**Short exercise**
Could you transcribe the material below exactly, without leaving out a single line?

**Dataset records**
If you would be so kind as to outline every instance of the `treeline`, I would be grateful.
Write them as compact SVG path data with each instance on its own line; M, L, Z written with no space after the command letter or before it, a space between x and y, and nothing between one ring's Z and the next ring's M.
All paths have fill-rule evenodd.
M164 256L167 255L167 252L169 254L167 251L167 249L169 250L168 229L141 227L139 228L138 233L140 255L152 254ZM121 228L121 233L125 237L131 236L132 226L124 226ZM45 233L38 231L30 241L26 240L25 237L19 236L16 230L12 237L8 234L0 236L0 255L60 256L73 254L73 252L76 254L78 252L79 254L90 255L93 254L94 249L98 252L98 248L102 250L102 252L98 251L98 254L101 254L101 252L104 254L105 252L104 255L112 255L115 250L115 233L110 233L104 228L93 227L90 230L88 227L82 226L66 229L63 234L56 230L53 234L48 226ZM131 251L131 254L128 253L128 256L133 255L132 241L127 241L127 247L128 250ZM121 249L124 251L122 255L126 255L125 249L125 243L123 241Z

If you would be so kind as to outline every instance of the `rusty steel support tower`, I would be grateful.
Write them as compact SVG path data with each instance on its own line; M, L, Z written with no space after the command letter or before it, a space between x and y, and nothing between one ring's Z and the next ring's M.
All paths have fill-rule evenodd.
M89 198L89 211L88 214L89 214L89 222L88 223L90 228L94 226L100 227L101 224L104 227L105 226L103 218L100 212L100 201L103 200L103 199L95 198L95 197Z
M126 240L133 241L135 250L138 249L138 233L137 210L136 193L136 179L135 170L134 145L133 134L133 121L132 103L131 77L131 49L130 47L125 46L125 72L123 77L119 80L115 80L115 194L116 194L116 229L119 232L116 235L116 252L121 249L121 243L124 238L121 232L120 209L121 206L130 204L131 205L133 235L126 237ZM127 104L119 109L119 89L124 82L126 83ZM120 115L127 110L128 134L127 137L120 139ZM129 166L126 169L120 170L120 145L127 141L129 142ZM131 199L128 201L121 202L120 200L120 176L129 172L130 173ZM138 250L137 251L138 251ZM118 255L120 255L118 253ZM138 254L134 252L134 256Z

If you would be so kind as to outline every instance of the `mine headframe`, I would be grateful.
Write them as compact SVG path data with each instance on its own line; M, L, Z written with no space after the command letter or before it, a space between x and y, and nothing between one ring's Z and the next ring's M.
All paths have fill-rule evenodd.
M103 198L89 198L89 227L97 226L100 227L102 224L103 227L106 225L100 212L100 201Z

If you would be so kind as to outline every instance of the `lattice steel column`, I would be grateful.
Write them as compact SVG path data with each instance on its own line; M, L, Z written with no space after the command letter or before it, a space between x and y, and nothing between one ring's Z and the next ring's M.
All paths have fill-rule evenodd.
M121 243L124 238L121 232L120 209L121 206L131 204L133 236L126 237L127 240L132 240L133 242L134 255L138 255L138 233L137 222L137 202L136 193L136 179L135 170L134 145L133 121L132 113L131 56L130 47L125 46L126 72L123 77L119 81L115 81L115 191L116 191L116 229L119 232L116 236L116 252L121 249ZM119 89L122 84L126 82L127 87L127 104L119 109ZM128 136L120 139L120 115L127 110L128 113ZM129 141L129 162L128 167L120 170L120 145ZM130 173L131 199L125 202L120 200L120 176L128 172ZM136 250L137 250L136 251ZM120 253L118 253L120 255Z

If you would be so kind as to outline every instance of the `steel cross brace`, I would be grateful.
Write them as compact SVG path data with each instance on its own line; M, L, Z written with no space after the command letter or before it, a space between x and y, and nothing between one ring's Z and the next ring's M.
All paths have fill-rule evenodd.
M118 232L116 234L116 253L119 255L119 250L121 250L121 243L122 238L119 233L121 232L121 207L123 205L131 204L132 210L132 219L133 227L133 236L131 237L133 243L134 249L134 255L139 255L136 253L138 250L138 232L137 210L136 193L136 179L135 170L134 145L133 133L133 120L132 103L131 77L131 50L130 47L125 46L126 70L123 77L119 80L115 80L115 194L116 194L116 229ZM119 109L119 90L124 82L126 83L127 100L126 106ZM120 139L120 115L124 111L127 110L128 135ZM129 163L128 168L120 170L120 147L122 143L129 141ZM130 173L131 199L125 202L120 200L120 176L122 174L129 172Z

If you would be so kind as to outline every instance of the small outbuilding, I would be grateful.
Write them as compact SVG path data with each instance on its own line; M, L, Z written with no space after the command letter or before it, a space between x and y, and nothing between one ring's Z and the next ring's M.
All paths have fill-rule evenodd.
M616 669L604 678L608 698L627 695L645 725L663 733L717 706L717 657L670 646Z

**Answer in full**
If you would be so kind as to outline every instance of the `treeline`, I would be grateful.
Write them as compact SVG path data with each instance on its own line; M, L, Z written with no space after the command letter or before it, a space between x and y, and nothing between one ring's Z and the next ring's M.
All paths have fill-rule evenodd.
M164 256L167 255L167 252L169 254L167 251L167 249L169 250L168 229L141 227L139 228L138 233L140 255L152 254ZM121 228L121 233L125 237L131 236L132 226L124 226ZM45 233L38 231L30 241L26 240L25 237L19 236L16 230L12 237L8 234L0 236L0 255L60 256L73 254L73 252L76 254L78 252L79 254L90 255L93 254L94 249L98 252L98 248L102 250L102 252L98 251L98 254L101 254L101 252L104 254L105 252L104 255L112 255L115 250L115 233L110 233L104 228L93 227L90 230L88 227L82 226L66 229L63 234L56 230L53 234L48 226ZM131 251L131 254L128 253L128 256L133 255L132 241L127 241L127 247L128 250ZM121 249L124 251L122 255L126 255L125 249L125 243L123 241Z

If you would be so kind as to outline every instance of the `rusty steel support tower`, I would be grateful.
Write them as compact SVG path data with each instance on its own line; M, L, Z written with no space after the command letter or before it, a space between x and y, and nothing between one ring's Z and the next ring's M.
All paths have fill-rule evenodd.
M89 198L89 211L88 214L89 214L89 222L88 223L90 228L94 226L100 227L101 224L104 227L105 226L103 218L100 212L100 201L103 200L103 199L95 198L95 197Z
M126 240L133 241L135 250L138 249L138 233L137 210L136 193L136 179L135 170L134 145L133 134L133 121L132 103L131 77L131 49L130 47L125 46L125 72L123 77L119 80L115 80L115 194L116 194L116 229L119 232L116 235L116 252L121 249L121 243L124 238L121 232L120 209L121 206L130 204L131 205L133 235L126 237ZM127 104L119 109L119 89L124 82L126 83ZM120 115L127 110L128 134L127 137L120 139ZM129 166L126 169L120 170L120 145L127 141L129 142ZM131 199L128 201L121 202L120 200L120 176L129 172L130 173ZM138 250L137 251L138 251ZM118 255L120 255L118 253ZM138 254L134 252L134 256Z

If you would be so kind as to outline every instance of the `mine headframe`, I would be grateful.
Write them as compact SVG path data with each instance on its own line; M, L, Z written with no space after the command letter or before it, a space between x and y, and nothing between one ring's Z and the next ring's M.
All paths have fill-rule evenodd.
M103 198L89 198L89 227L97 226L100 227L102 224L103 227L106 225L100 212L100 201Z

If you would be so kind as to outline every instance of the `lattice steel column`, I would be grateful.
Write them as compact SVG path data with each instance on its own line; M, L, Z written with no space after the command letter or before it, a space between x and y, and nothing between one ring's Z and the next ring's M.
All paths have fill-rule evenodd.
M121 243L124 238L121 232L120 209L121 206L131 204L133 236L126 237L127 240L132 240L133 242L134 255L138 255L138 233L137 222L137 202L136 193L136 179L135 170L134 145L133 121L132 113L131 56L130 47L125 46L126 72L123 77L119 81L115 81L115 191L116 191L116 229L119 232L116 236L116 252L121 249ZM119 89L122 84L126 82L127 87L127 104L119 109ZM128 136L120 139L120 115L127 110L128 113ZM129 141L129 162L128 167L120 170L120 145ZM130 173L131 199L125 202L120 200L120 176L128 172ZM136 250L137 250L136 251ZM120 253L118 253L120 255Z

If you would be so kind as to outline every instance of the `steel cross brace`, I would be grateful.
Write them as compact SVG path data with each instance on its own line; M, L, Z written with no space after the command letter or before it, a space between x and y, and nothing between one ring's Z and the next ring's M.
All paths have fill-rule evenodd.
M118 232L116 234L116 253L119 255L119 250L121 250L121 243L122 238L119 233L121 232L121 207L123 205L131 204L132 210L132 219L133 227L133 236L131 237L133 243L134 249L134 255L139 255L136 253L138 250L138 232L137 210L136 193L136 179L135 170L134 145L133 133L133 120L132 103L131 77L131 50L130 47L125 46L126 70L123 77L119 80L115 80L115 194L116 194L116 229ZM119 109L119 90L124 82L126 83L127 100L126 106ZM120 139L120 115L124 111L127 110L128 135ZM129 163L128 168L120 170L120 147L122 143L129 141ZM130 173L131 199L125 202L120 200L120 176L122 174L129 172Z

If you would be so kind as to outline every instance of the small outbuilding, I would be grateful.
Write them as compact SVG path data with each instance on its own line; M, L, Z written with no space after the command letter or before it, a space between x and y, and nothing between one ring's Z and the next ring's M.
All paths have fill-rule evenodd.
M616 669L604 678L608 698L627 695L645 725L663 733L717 706L717 657L670 646Z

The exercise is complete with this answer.